**Extracto de página:**
-=-=-=-=-
Elecciones en Chile. ¿La fuerza de la razón?
El candidato de Apruebo Dignidad, Gabriel Boric, triunfó en forma amplia e inesperada (por lo holgada) en la segunda vuelta de la elecciones presidenciales en Chile. Su victoria lo consagra como el presidente más joven en la historia del país y representando a un frente de izquierda heredero de las revueltas estudiantiles del 2011 y del estallido social de octubre de 2019.
No obstante, su triunfo no logra borrar al menos dos datos insoslayables: en primer lugar, la extrema polarización que se fue delineando inicialmente durante la conformación de los frentes y partidos y luego con los resultados de la primarias entre una coalición de izquierda con una agenda con propuestas refundacionales y una derecha resistente y abroquelada en torno de una figura proveniente del pinochetismo. Es cierto que para la segunda vuelta ambas fuerzas habían moderado sus respectivos discursos y programas buscando a los electores del centro político, pero la relación con sus bases y partidos de origen será todo un desafío, principalmente para el presidente electo, pero también para el futuro político de José Antonio Kast desde la oposición.
-=-=-=-=-
[Registros de anotación de posiciones]
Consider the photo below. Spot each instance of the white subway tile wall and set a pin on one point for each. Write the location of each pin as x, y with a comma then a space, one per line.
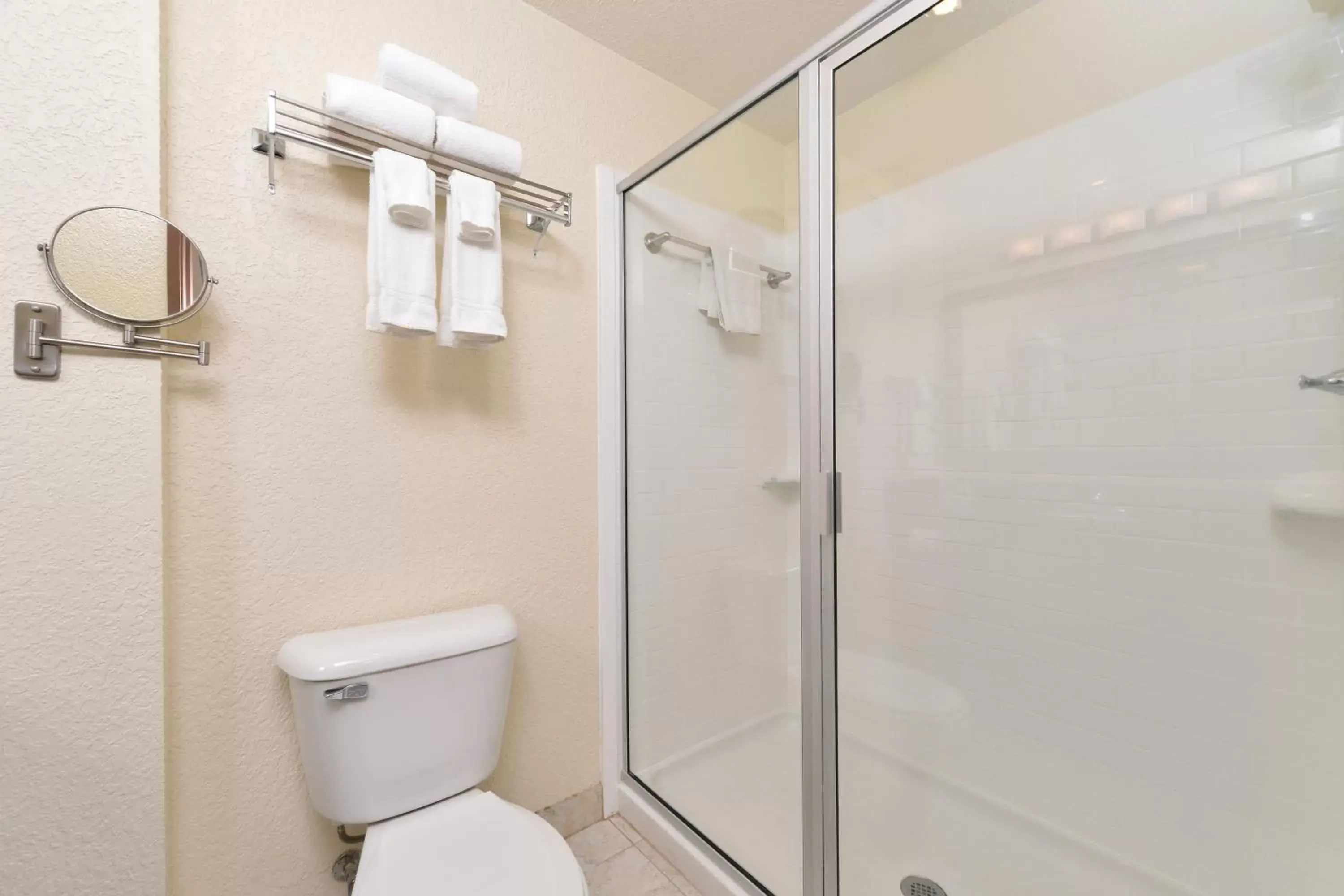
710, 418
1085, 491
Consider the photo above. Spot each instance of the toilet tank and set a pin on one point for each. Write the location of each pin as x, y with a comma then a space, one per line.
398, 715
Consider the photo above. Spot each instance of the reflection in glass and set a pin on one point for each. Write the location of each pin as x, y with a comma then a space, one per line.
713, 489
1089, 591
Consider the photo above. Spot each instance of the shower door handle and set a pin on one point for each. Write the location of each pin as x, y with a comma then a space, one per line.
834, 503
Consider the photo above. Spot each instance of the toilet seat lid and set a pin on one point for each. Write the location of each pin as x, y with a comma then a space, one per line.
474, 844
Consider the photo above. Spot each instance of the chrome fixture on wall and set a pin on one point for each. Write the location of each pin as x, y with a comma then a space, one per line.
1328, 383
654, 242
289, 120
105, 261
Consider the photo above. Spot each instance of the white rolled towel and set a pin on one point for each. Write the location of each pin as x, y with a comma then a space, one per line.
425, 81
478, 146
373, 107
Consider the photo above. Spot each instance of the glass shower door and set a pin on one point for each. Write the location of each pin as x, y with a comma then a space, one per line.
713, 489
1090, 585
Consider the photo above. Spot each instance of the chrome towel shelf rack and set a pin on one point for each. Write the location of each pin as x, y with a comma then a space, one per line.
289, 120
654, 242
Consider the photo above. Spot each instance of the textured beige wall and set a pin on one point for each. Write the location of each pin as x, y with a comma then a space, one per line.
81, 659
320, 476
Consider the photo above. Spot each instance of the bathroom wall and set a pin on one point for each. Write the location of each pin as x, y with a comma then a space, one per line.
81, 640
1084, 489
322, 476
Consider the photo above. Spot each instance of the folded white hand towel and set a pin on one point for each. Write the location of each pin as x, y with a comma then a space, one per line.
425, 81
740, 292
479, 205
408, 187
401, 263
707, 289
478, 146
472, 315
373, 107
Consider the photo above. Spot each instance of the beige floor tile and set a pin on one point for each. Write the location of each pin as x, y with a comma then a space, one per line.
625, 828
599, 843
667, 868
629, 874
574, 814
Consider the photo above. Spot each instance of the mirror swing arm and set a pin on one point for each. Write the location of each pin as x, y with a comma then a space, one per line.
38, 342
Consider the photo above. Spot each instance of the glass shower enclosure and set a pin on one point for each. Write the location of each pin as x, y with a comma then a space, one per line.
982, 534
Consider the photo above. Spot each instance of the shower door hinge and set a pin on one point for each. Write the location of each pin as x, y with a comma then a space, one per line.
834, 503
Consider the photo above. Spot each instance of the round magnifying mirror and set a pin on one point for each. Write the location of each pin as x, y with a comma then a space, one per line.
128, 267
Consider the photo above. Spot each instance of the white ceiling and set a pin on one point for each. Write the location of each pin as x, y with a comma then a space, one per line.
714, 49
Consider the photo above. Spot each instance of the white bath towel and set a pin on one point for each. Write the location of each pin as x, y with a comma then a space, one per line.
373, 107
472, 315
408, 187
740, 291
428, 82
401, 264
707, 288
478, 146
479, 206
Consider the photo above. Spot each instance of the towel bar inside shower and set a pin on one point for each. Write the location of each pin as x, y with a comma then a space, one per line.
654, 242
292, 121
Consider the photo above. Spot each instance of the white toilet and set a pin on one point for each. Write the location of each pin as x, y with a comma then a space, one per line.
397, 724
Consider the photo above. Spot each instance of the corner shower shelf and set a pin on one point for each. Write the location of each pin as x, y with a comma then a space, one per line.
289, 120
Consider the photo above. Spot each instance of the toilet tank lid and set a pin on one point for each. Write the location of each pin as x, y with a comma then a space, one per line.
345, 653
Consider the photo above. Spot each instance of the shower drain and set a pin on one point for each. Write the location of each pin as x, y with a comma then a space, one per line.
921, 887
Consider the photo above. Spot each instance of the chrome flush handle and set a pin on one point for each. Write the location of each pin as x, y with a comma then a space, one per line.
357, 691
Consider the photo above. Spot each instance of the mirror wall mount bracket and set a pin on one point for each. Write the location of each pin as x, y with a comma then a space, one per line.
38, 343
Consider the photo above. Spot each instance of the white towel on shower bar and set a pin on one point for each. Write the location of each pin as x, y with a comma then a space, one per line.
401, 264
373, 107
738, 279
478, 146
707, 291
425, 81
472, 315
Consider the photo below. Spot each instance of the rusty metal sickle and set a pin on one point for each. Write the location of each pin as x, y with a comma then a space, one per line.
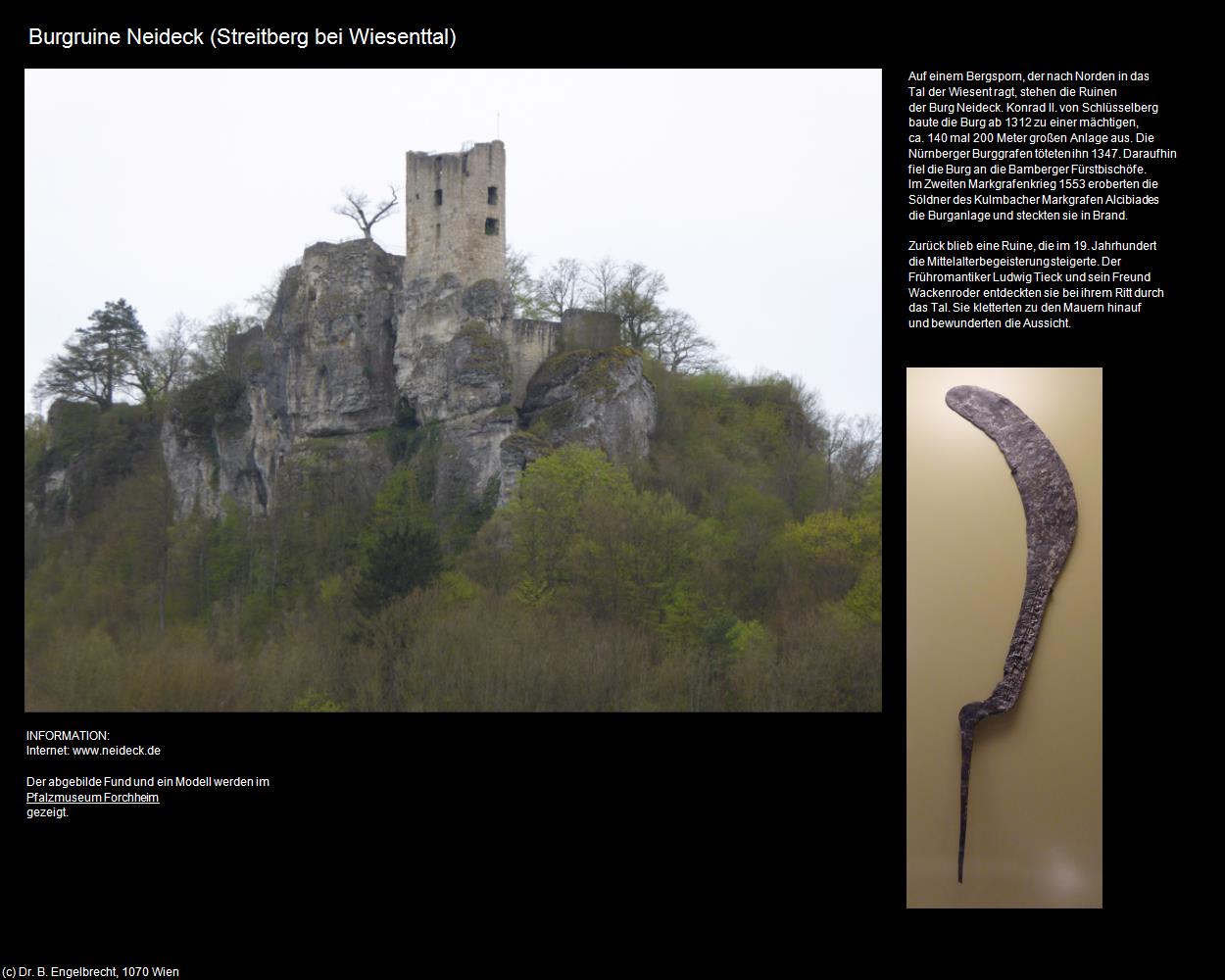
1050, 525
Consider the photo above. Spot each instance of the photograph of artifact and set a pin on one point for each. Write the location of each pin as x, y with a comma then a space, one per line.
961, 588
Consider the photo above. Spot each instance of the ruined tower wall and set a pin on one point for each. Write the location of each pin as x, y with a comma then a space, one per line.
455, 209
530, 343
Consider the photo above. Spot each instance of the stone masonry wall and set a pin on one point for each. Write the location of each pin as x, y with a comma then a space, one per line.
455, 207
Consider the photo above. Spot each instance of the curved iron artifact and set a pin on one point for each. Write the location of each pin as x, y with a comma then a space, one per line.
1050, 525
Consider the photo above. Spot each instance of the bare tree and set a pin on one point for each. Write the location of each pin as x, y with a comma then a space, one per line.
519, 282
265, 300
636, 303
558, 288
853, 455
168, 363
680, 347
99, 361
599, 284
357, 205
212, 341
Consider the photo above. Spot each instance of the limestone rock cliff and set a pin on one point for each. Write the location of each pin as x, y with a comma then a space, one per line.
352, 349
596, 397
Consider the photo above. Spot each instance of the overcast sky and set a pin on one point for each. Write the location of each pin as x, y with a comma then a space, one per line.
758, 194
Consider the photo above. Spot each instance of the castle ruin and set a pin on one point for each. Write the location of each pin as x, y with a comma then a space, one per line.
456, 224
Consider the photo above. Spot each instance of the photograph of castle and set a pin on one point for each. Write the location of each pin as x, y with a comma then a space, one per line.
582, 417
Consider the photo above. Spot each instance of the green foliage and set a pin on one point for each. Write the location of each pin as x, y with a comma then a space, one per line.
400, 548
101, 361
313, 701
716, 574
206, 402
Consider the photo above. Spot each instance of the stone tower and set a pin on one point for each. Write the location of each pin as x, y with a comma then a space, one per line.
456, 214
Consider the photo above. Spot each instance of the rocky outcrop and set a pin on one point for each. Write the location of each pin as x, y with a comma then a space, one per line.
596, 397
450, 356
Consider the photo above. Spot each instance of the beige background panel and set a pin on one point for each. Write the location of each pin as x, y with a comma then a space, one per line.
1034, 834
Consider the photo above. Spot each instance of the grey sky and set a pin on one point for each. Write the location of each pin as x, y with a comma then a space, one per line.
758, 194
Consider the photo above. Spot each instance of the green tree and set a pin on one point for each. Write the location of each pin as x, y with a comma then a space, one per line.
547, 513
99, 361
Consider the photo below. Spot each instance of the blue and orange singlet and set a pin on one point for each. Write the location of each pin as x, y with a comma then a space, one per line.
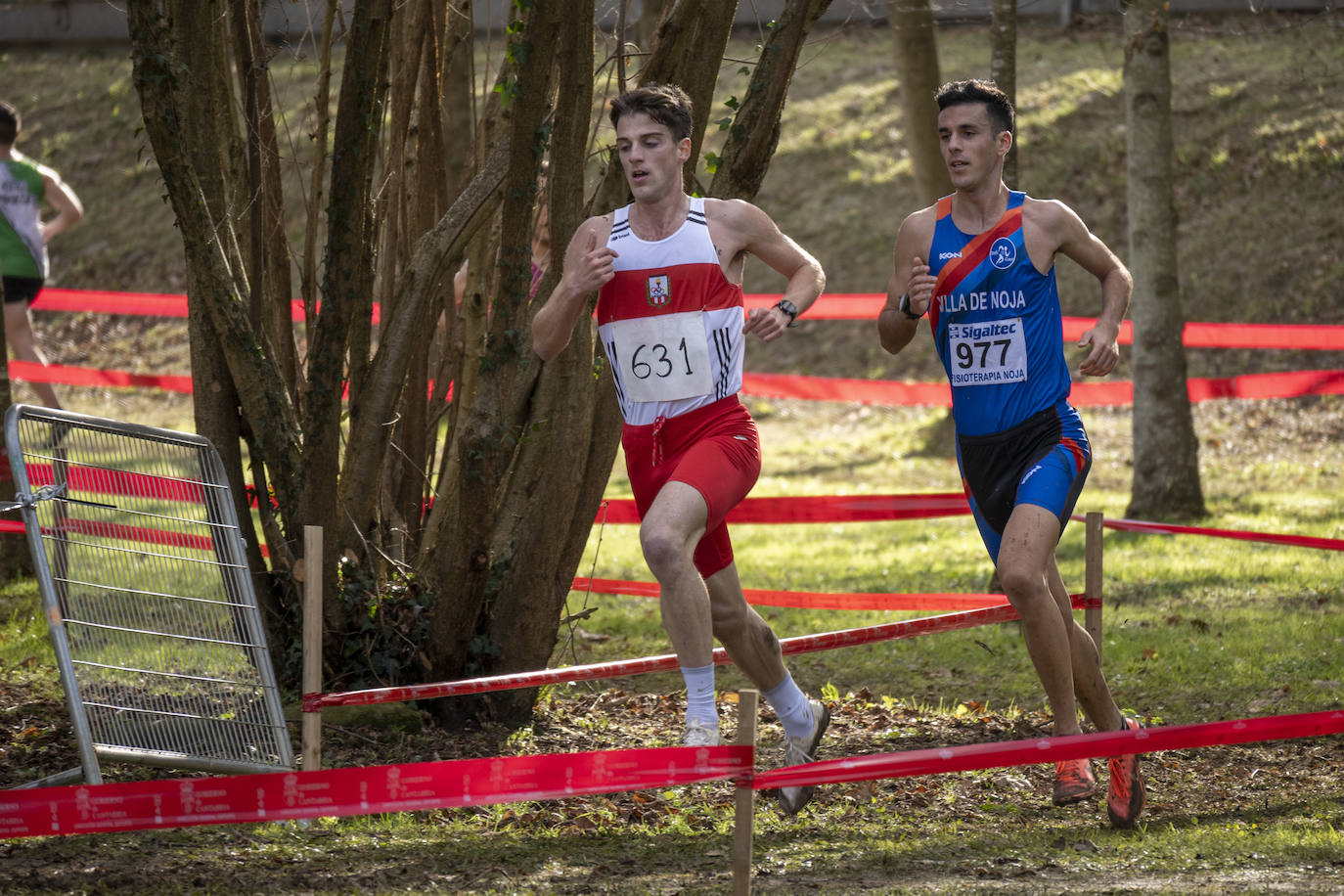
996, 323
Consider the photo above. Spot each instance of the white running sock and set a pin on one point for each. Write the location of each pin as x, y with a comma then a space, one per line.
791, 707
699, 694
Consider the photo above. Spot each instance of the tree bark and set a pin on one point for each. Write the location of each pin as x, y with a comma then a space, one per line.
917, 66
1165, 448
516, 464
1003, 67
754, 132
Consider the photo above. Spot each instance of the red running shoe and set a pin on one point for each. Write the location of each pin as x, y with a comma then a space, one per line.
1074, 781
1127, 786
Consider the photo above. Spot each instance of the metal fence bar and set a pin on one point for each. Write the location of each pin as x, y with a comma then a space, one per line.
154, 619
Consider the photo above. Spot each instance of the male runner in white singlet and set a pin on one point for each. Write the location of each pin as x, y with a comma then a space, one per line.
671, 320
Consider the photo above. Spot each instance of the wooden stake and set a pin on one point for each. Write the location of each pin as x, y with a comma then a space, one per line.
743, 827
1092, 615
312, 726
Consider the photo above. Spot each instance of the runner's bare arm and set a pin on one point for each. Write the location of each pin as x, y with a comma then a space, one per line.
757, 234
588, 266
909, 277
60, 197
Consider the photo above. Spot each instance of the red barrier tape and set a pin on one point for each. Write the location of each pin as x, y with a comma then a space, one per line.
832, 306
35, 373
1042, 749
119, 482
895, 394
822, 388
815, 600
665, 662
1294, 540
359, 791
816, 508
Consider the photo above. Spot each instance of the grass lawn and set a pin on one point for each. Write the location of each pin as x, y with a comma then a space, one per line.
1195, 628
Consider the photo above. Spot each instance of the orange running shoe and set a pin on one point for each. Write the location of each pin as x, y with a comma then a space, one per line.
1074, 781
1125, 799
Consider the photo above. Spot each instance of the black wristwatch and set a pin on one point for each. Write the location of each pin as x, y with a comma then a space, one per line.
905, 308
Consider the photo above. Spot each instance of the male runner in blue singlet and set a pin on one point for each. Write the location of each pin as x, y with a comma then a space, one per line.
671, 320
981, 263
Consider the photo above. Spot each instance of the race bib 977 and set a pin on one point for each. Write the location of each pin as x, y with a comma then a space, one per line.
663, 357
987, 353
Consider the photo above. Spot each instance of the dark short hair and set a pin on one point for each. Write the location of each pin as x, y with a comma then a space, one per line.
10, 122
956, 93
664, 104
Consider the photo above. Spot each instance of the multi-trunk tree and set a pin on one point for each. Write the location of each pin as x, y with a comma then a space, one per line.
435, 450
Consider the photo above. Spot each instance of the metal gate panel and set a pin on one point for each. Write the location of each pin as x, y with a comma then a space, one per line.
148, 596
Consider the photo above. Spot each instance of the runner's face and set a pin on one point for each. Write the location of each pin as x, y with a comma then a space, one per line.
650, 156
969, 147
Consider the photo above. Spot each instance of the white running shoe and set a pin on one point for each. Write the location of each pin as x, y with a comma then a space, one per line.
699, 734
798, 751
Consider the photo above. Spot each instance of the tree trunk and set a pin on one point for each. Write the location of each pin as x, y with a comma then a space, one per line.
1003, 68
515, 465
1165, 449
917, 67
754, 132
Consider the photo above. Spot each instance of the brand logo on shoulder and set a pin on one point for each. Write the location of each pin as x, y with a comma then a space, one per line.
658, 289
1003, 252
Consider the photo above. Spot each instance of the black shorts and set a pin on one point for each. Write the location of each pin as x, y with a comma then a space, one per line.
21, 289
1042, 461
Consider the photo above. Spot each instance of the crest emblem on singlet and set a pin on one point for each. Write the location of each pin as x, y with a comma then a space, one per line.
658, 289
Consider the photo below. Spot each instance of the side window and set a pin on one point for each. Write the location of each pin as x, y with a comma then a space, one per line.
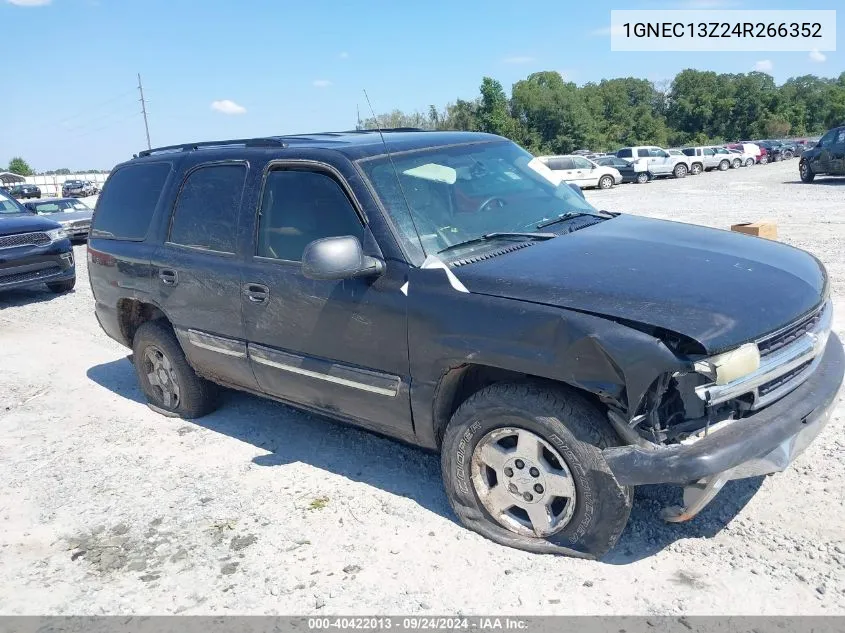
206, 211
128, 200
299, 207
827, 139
-=-=-=-=-
**Objetivo del ejercicio:**
Indique si cada afirmación coincide con el texto sobre las elecciones en Chile. Responda sí o no y cite literalmente las palabras del texto que lo deciden.
1. Gabriel Boric ganó en la segunda vuelta de las elecciones presidenciales.
2. Gabriel Boric es el presidente de mayor edad en la historia del país.
3. Para la segunda vuelta, ambas fuerzas endurecieron sus discursos.

**Solución de la tarea:**
1. Sí: «triunfó en forma amplia e inesperada (por lo holgada) en la segunda vuelta de la elecciones presidenciales en Chile».
2. No: «lo consagra como el presidente más joven en la historia del país».
3. No: «para la segunda vuelta ambas fuerzas habían moderado sus respectivos discursos y programas».